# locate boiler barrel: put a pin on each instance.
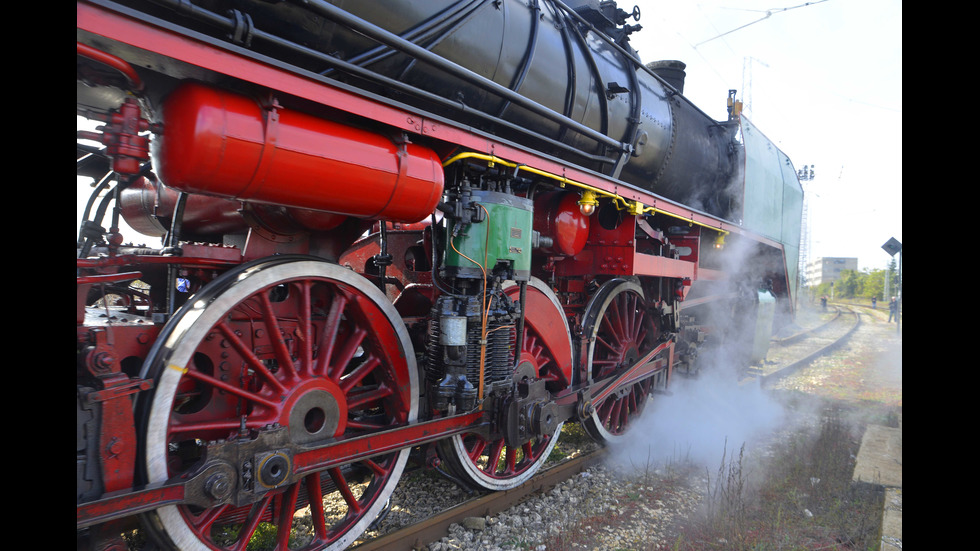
(543, 54)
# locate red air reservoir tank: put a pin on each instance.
(226, 145)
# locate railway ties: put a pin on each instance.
(433, 528)
(789, 354)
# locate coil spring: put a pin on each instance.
(499, 358)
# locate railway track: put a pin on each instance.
(788, 355)
(791, 353)
(417, 535)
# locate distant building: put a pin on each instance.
(820, 270)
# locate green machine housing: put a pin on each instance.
(497, 234)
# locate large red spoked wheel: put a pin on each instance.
(621, 331)
(545, 351)
(301, 343)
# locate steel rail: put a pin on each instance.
(433, 528)
(796, 365)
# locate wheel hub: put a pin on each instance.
(316, 410)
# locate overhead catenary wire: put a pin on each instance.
(769, 14)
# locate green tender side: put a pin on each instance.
(509, 222)
(773, 197)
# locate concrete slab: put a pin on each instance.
(879, 462)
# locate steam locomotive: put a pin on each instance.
(389, 232)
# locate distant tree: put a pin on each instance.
(874, 284)
(849, 285)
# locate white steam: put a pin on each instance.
(698, 422)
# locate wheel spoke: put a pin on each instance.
(330, 332)
(358, 374)
(336, 369)
(258, 356)
(624, 331)
(240, 392)
(489, 462)
(249, 356)
(278, 344)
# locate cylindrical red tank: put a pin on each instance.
(226, 145)
(557, 215)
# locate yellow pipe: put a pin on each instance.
(633, 208)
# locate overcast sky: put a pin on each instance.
(822, 79)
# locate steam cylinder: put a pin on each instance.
(225, 145)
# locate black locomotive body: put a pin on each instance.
(391, 231)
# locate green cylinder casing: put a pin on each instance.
(508, 220)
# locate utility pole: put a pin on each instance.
(805, 174)
(891, 247)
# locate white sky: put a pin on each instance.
(823, 81)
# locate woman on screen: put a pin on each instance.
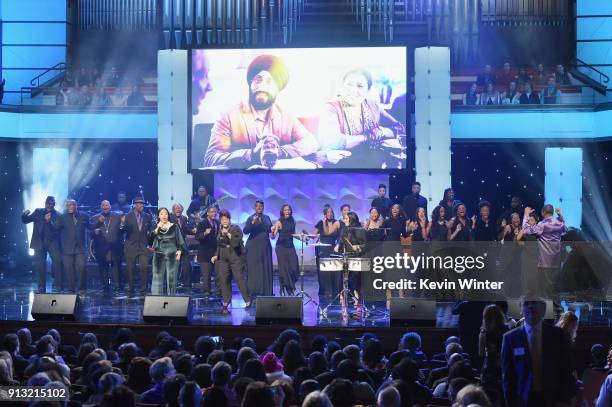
(168, 244)
(351, 121)
(288, 265)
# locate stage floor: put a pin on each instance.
(17, 294)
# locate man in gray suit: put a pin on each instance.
(45, 240)
(137, 225)
(72, 226)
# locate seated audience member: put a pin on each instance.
(136, 98)
(523, 77)
(160, 370)
(340, 393)
(506, 76)
(561, 76)
(258, 394)
(26, 349)
(389, 397)
(11, 345)
(511, 96)
(274, 368)
(119, 396)
(317, 399)
(472, 395)
(411, 341)
(529, 96)
(221, 377)
(550, 95)
(490, 96)
(545, 377)
(471, 96)
(540, 77)
(190, 395)
(487, 76)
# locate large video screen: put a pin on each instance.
(299, 109)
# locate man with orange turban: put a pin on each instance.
(259, 132)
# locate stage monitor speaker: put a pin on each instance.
(166, 309)
(412, 312)
(61, 307)
(279, 310)
(514, 310)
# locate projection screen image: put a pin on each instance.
(299, 109)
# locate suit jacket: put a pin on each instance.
(136, 241)
(111, 235)
(72, 234)
(235, 242)
(235, 134)
(43, 233)
(208, 243)
(517, 377)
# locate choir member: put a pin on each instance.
(328, 229)
(288, 267)
(460, 227)
(229, 259)
(259, 252)
(449, 202)
(414, 201)
(420, 225)
(107, 240)
(483, 227)
(72, 226)
(381, 202)
(352, 239)
(186, 228)
(168, 246)
(122, 204)
(396, 228)
(45, 240)
(136, 225)
(438, 229)
(200, 203)
(206, 234)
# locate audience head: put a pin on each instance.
(190, 395)
(340, 393)
(161, 369)
(472, 394)
(389, 397)
(258, 394)
(221, 374)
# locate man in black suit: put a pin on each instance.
(45, 240)
(72, 226)
(413, 201)
(229, 259)
(206, 234)
(136, 225)
(186, 227)
(536, 367)
(201, 202)
(107, 240)
(122, 205)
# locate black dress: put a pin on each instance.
(329, 281)
(288, 266)
(259, 256)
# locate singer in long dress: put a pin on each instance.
(168, 244)
(259, 252)
(288, 266)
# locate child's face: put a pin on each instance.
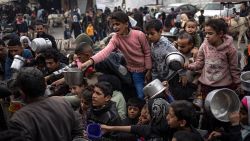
(84, 104)
(98, 98)
(76, 89)
(144, 117)
(172, 119)
(191, 27)
(212, 37)
(119, 27)
(184, 46)
(153, 35)
(133, 112)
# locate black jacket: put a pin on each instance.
(51, 38)
(107, 115)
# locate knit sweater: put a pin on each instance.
(219, 64)
(134, 47)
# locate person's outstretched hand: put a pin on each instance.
(105, 128)
(86, 64)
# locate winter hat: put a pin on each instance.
(83, 38)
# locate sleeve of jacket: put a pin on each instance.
(77, 131)
(7, 70)
(200, 60)
(146, 50)
(16, 126)
(233, 64)
(234, 134)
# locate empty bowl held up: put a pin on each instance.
(221, 102)
(94, 131)
(154, 88)
(175, 61)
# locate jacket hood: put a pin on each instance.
(227, 41)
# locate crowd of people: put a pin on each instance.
(110, 89)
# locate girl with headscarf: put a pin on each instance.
(75, 26)
(156, 130)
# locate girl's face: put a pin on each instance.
(144, 117)
(213, 37)
(25, 43)
(172, 119)
(84, 104)
(119, 27)
(77, 90)
(184, 46)
(191, 27)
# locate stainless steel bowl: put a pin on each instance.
(153, 88)
(73, 76)
(221, 102)
(40, 43)
(18, 62)
(245, 81)
(175, 61)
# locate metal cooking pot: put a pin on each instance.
(18, 62)
(73, 76)
(221, 102)
(153, 88)
(245, 81)
(175, 61)
(40, 43)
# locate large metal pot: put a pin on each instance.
(40, 43)
(18, 62)
(175, 61)
(73, 76)
(245, 81)
(153, 88)
(221, 102)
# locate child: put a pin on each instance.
(157, 129)
(134, 106)
(201, 19)
(217, 58)
(191, 28)
(144, 118)
(181, 117)
(185, 43)
(91, 31)
(67, 32)
(134, 46)
(161, 47)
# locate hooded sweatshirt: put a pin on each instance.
(219, 64)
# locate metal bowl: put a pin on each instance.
(221, 102)
(18, 62)
(153, 88)
(245, 81)
(73, 76)
(40, 43)
(175, 61)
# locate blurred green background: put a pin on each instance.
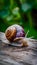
(22, 12)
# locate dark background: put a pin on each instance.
(22, 12)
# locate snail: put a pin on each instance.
(15, 33)
(15, 36)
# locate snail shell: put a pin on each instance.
(14, 31)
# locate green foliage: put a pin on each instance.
(18, 12)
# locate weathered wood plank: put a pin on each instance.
(18, 55)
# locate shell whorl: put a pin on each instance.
(10, 33)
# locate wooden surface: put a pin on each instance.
(18, 56)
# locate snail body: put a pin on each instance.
(14, 31)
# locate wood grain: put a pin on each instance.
(10, 55)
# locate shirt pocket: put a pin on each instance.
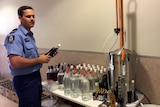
(29, 50)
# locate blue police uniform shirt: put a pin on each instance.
(21, 42)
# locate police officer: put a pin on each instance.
(24, 60)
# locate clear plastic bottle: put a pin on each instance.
(85, 89)
(60, 76)
(91, 81)
(75, 85)
(67, 83)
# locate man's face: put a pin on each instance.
(28, 19)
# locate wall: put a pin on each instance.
(147, 73)
(85, 24)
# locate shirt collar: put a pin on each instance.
(25, 31)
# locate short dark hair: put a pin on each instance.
(20, 10)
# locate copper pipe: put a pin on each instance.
(117, 8)
(121, 24)
(119, 20)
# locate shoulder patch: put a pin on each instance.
(13, 31)
(11, 39)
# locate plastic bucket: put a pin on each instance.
(48, 103)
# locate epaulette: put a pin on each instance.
(13, 31)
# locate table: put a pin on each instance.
(60, 93)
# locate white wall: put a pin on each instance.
(86, 24)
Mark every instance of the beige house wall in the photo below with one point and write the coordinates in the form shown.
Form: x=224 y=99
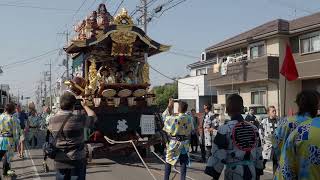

- - -

* _The task_
Set down each record above exactly as it stands and leave out all pictures.

* _Expected answer_
# locate boiler barrel: put a pin on each instance.
(543, 54)
# locate red air reservoir tank: put a pin on each instance.
(226, 145)
# locate railway ties: put a pin on each instance.
(433, 528)
(789, 354)
# locate coil spring: put a pin on each instance.
(499, 358)
# locate railway track: put a pin on each instance.
(788, 355)
(791, 353)
(417, 535)
# locate distant building: put a pin on each instance.
(820, 270)
# locate green machine housing: put a pin on each instance.
(497, 234)
# locate large red spoked wheel: put a pin on each instance.
(621, 331)
(545, 351)
(301, 343)
# locate steel rail: put a pin on each instance.
(433, 528)
(796, 365)
# locate wheel hub: put a pin on each instance.
(316, 410)
# locate overhead catenary wire: put a pin on each instance.
(769, 14)
# locate green tender side: put a pin on each instance.
(509, 222)
(773, 197)
# locate concrete slab: put a pin on each instance.
(879, 462)
# locate steam locomotive: put a pin on each instance.
(389, 232)
# locate distant tree: put a pin on each instance.
(874, 284)
(849, 285)
# locate white steam: put a pin on each instance.
(698, 422)
# locate wheel spoke: put a pin on each instance.
(330, 332)
(358, 374)
(336, 369)
(258, 356)
(624, 331)
(240, 392)
(489, 462)
(249, 356)
(278, 344)
# locate cylindrical red tank: put a pin on each instance.
(226, 145)
(557, 215)
# locate yellow pipe: put a pin on each instance.
(633, 208)
# locate overcast sky: put a pin on each instance.
(822, 79)
# locate steam cylinder: put a pin on each instance.
(225, 145)
# locate black locomotive body: put a pin on each instance.
(391, 231)
# locate green cylinder casing: put a pin on each instance.
(508, 220)
# locate utility pole: put a pin on each instance.
(805, 174)
(891, 247)
# locate white sky: put a pin on each instance.
(823, 81)
# locate woman on screen: put a pin on each instance.
(168, 244)
(351, 121)
(288, 265)
# locate stage floor: put a pin on each instance.
(17, 294)
# locate man in gray suit: put a pin on each instance.
(45, 240)
(137, 225)
(72, 226)
# locate seated audience member: put a pin on each instance.
(136, 98)
(523, 77)
(160, 370)
(340, 393)
(506, 76)
(561, 76)
(258, 394)
(26, 349)
(389, 397)
(11, 345)
(511, 96)
(274, 368)
(119, 396)
(317, 399)
(472, 395)
(411, 341)
(529, 96)
(221, 377)
(550, 95)
(490, 96)
(545, 377)
(471, 96)
(540, 77)
(190, 395)
(487, 76)
# locate large video screen: put a pin on each instance.
(299, 109)
# locate man with orange turban: put a pin on each instance.
(259, 132)
# locate stage monitor speaker: put a pin on each instance.
(166, 309)
(412, 312)
(61, 307)
(279, 310)
(514, 310)
# locate projection screen image: put a pin on each instance.
(299, 109)
# locate suit jacket: put a pin on each instance.
(136, 241)
(111, 235)
(72, 234)
(235, 242)
(235, 134)
(43, 233)
(208, 243)
(517, 377)
# locate choir member: put a pin on each instance.
(328, 229)
(288, 267)
(460, 227)
(229, 259)
(259, 252)
(449, 202)
(414, 201)
(420, 225)
(107, 240)
(483, 227)
(72, 226)
(381, 202)
(352, 239)
(186, 228)
(168, 246)
(122, 204)
(396, 228)
(45, 240)
(136, 225)
(438, 229)
(200, 203)
(206, 234)
# locate audience head: put a pin on each instance.
(190, 395)
(340, 393)
(161, 369)
(472, 394)
(389, 397)
(258, 394)
(221, 374)
# locate man in black suit: put a pin on each instance.
(45, 240)
(72, 226)
(413, 201)
(229, 259)
(206, 234)
(136, 225)
(186, 227)
(536, 367)
(201, 202)
(107, 240)
(122, 205)
# locate black dress: put a pin on each instance.
(329, 281)
(288, 266)
(259, 256)
# locate singer in long dress: put a pin on each instance.
(168, 244)
(259, 252)
(288, 266)
# locate child's face: put a pin on each instance.
(84, 104)
(98, 98)
(76, 89)
(144, 117)
(172, 119)
(191, 27)
(212, 37)
(119, 27)
(184, 46)
(153, 35)
(133, 112)
# locate black jacket: put a pin on each instance.
(51, 38)
(107, 115)
# locate knit sweater: put a pin on each instance.
(219, 64)
(134, 47)
# locate person's outstretched hand: put a pin on each instance.
(105, 128)
(86, 64)
# locate winter hat: put a pin on each instance.
(83, 38)
# locate sleeve of jacket: put a pin on each instance.
(77, 131)
(7, 70)
(200, 60)
(146, 50)
(16, 126)
(233, 64)
(234, 134)
# locate empty bowl held up: put a pin on each instance.
(221, 102)
(94, 131)
(154, 88)
(175, 61)
# locate jacket hood: put a pin on each instance.
(227, 41)
# locate crowd of people: put a pin on each instance.
(110, 89)
# locate girl with headscarf: put a pin on each instance.
(75, 26)
(156, 130)
# locate girl's face: put a pin on each instance.
(144, 117)
(213, 37)
(25, 43)
(172, 119)
(84, 104)
(119, 27)
(77, 90)
(184, 46)
(191, 27)
# locate stainless steel bowl: put a pin on each instance.
(153, 88)
(73, 76)
(221, 102)
(40, 43)
(18, 62)
(245, 81)
(175, 61)
# locate metal cooking pot: put a pin on each instance.
(18, 62)
(73, 76)
(221, 102)
(153, 88)
(245, 81)
(175, 61)
(40, 43)
# locate large metal pot: put a pin on each instance.
(40, 43)
(18, 62)
(175, 61)
(73, 76)
(245, 81)
(153, 88)
(221, 102)
# locate child: put a pin on each instance.
(157, 129)
(134, 106)
(201, 19)
(217, 58)
(191, 28)
(144, 118)
(181, 117)
(185, 43)
(91, 31)
(67, 32)
(134, 46)
(161, 47)
# locate hooded sweatshirt: put a pin on each instance.
(219, 64)
# locate metal bowl: put a pin on each instance.
(221, 102)
(18, 62)
(153, 88)
(245, 81)
(73, 76)
(40, 43)
(175, 61)
# locate blurred green background: put a pin on each instance.
(22, 12)
# locate dark background: put a pin on each instance.
(22, 12)
# locate snail: put a pin on each instance.
(15, 33)
(15, 36)
# locate snail shell: put a pin on each instance.
(14, 31)
# locate green foliage: put a pin on each instance.
(18, 12)
# locate weathered wood plank: put a pin on each instance.
(18, 55)
# locate shell whorl: put a pin on each instance.
(10, 33)
# locate wooden surface: put a pin on each instance.
(18, 56)
# locate snail body: put a pin on each instance.
(14, 31)
# locate wood grain: put a pin on each instance.
(10, 55)
# locate shirt pocket: put a pin on each instance.
(29, 50)
# locate blue police uniform shirt: put a pin on each instance.
(21, 42)
# locate police officer: put a pin on each instance.
(24, 60)
# locate clear plastic bottle: put a pin on each instance.
(85, 89)
(60, 76)
(91, 81)
(75, 85)
(67, 83)
# locate man's face: put a pin on each instance.
(28, 19)
# locate wall: put a pin on each instance.
(147, 73)
(85, 24)
# locate shirt collar: put a pin on each instance.
(25, 31)
# locate short dark hair: put a pin on each instance.
(20, 10)
# locate copper pipe: put a pin on each instance.
(117, 8)
(121, 24)
(119, 20)
# locate shoulder patch: put a pin on each instance.
(13, 31)
(11, 39)
# locate plastic bucket: put a pin on each instance.
(48, 103)
# locate epaulette: put a pin on each instance.
(13, 31)
# locate table: put a pin on each instance.
(60, 93)
# locate white wall: put a pin on each instance.
(86, 24)
Mark every instance of the beige house wall in the photo below with one point and write the coordinates in the form shown.
Form: x=224 y=99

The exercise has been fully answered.